Task to carry out:
Reproduce every line below, character for character.

Source data:
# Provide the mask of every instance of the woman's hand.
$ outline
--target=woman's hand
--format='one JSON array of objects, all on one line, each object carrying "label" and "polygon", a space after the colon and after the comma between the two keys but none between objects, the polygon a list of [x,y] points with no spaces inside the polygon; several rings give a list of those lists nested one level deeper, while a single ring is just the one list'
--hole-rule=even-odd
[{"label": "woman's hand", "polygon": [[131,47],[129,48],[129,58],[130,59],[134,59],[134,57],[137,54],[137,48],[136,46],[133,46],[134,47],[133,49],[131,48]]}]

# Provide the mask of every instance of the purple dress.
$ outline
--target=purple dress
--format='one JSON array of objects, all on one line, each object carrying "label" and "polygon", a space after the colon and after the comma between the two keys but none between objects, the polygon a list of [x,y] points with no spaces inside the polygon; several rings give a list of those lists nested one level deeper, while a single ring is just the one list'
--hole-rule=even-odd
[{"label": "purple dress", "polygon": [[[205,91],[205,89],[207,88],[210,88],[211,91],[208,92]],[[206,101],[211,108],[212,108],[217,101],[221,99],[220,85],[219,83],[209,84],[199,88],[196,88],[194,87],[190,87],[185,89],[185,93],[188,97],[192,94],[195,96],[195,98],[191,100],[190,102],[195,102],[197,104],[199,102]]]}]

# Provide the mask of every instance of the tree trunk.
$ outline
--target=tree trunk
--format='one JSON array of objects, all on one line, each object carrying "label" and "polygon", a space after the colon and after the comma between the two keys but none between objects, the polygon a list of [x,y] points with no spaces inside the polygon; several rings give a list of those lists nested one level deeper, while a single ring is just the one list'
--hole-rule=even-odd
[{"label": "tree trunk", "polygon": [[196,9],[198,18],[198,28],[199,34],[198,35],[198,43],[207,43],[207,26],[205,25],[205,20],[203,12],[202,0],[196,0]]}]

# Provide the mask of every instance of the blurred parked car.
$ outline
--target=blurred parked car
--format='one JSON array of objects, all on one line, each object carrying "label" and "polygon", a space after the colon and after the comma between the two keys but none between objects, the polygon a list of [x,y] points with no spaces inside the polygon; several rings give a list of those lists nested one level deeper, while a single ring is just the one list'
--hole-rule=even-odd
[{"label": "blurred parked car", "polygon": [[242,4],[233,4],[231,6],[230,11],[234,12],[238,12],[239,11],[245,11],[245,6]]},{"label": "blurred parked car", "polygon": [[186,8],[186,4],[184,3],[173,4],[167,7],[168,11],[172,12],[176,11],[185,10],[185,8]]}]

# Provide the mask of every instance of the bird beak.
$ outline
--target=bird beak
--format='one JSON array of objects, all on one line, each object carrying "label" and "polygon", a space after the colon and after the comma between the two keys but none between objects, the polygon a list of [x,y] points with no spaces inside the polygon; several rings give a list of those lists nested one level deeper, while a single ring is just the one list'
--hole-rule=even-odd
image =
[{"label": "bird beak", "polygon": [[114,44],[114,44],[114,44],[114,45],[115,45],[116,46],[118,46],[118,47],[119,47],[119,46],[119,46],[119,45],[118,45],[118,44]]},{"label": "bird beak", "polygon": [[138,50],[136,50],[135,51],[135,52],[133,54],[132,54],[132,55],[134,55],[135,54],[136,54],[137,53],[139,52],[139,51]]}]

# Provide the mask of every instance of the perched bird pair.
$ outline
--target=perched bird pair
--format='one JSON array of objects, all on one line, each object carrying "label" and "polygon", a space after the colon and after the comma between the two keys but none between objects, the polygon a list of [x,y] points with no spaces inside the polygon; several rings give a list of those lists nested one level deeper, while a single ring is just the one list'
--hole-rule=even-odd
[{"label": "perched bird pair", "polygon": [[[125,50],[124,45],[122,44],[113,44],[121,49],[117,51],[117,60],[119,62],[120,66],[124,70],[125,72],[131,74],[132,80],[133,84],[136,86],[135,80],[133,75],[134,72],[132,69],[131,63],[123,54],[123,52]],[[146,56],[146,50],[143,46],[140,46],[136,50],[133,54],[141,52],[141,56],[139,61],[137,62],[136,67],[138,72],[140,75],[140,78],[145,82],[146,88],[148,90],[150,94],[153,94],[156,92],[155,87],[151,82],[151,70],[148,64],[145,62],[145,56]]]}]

Task solution:
# Provide the mask of every instance of the woman's hand.
$ outline
--target=woman's hand
--format='one JSON array of objects, all on one line, each object carrying "label" and "polygon", a space after the colon and after the comma between the two keys but none between objects, the polygon a list of [x,y] points with no spaces inside the polygon; several rings give a list of those lists nested one level deeper, while a single ring is just the one list'
--hole-rule=even-odd
[{"label": "woman's hand", "polygon": [[131,47],[129,48],[129,58],[130,59],[134,59],[134,57],[137,54],[137,48],[136,46],[133,46],[134,47],[133,49],[131,48]]}]

# Provide the mask of every instance of the purple dress.
$ outline
--target=purple dress
--format='one JSON array of objects, all on one line, each object carrying "label" and "polygon", a space after the colon and after the comma between the two keys but none between objects, the polygon a list of [x,y] points with no spaces inside the polygon; several rings give a list of those lists nested one level deeper, while a single ring is just the one list'
--hole-rule=even-odd
[{"label": "purple dress", "polygon": [[[205,91],[205,89],[207,88],[210,88],[211,91],[208,92]],[[206,101],[211,108],[212,108],[217,101],[221,99],[220,85],[219,83],[209,84],[199,88],[196,88],[194,87],[190,87],[185,89],[185,93],[188,97],[192,94],[195,96],[195,98],[191,100],[190,102],[195,102],[197,104],[199,102]]]}]

# Provide the mask of every instance of the tree trunk.
$ outline
--target=tree trunk
--format='one JSON array of objects, all on one line, each object carrying "label" and "polygon", a space after the colon and after the comma between the two keys but none between objects, the polygon a list of [x,y] points with no spaces inside the polygon; several rings give a list of those lists nested one level deeper, while a single ring is just the one list'
--hole-rule=even-odd
[{"label": "tree trunk", "polygon": [[196,9],[198,18],[198,28],[199,34],[198,35],[198,43],[207,43],[207,26],[205,25],[205,20],[203,12],[202,0],[196,0]]}]

# Provide the mask of every instance of the blurred parked car.
$ outline
--target=blurred parked car
--format='one JSON array of objects, all on one line, each object carrying "label" and "polygon", a space after the colon and after the comma between the two keys but none between objects, the polygon a list of [x,y] points with no spaces inside the polygon; several rings give a list of those lists nested one level deeper, while a single ring is just the one list'
--hole-rule=even-odd
[{"label": "blurred parked car", "polygon": [[242,4],[233,4],[231,6],[230,11],[234,12],[238,12],[239,11],[245,11],[245,6]]},{"label": "blurred parked car", "polygon": [[186,8],[186,4],[184,3],[173,4],[167,7],[168,11],[172,12],[176,11],[185,10],[185,8]]}]

# Provide the mask of every instance of the bird beak.
$ outline
--target=bird beak
--format='one JSON array of objects, all on one line, each object carrying "label" and "polygon", a space after the colon and after the comma between the two keys but none between objects, the polygon a list of [x,y] points with no spaces inside the polygon; several rings give a list of those lists nested one level deeper, while a single ring is just the one list'
--hole-rule=even-odd
image =
[{"label": "bird beak", "polygon": [[114,44],[114,44],[114,44],[114,45],[115,45],[116,46],[118,46],[118,47],[119,47],[119,46],[119,46],[119,45],[118,45],[118,44]]},{"label": "bird beak", "polygon": [[138,50],[136,50],[135,51],[135,52],[133,54],[132,54],[132,55],[134,55],[135,54],[136,54],[137,53],[139,52],[139,51]]}]

# Provide the mask of every instance of the perched bird pair.
$ outline
--target=perched bird pair
--format='one JSON array of objects, all on one line, each object carrying "label" and "polygon", a space after the colon and after the comma between the two keys but none between objects, the polygon a list of [x,y] points with no spaces inside the polygon; several rings give a list of those lists nested one level deeper, while a single ring is just the one list'
--hole-rule=even-odd
[{"label": "perched bird pair", "polygon": [[[125,50],[124,45],[122,44],[113,44],[121,49],[117,51],[117,60],[119,62],[120,66],[124,70],[125,72],[131,74],[132,80],[133,84],[136,86],[135,80],[133,75],[134,72],[132,69],[131,63],[123,54],[123,52]],[[146,56],[146,50],[143,46],[140,46],[136,50],[133,54],[141,52],[141,56],[139,61],[137,62],[136,67],[138,72],[140,75],[140,78],[145,82],[146,88],[148,90],[150,94],[153,94],[156,92],[155,87],[151,82],[151,70],[148,64],[145,62],[145,56]]]}]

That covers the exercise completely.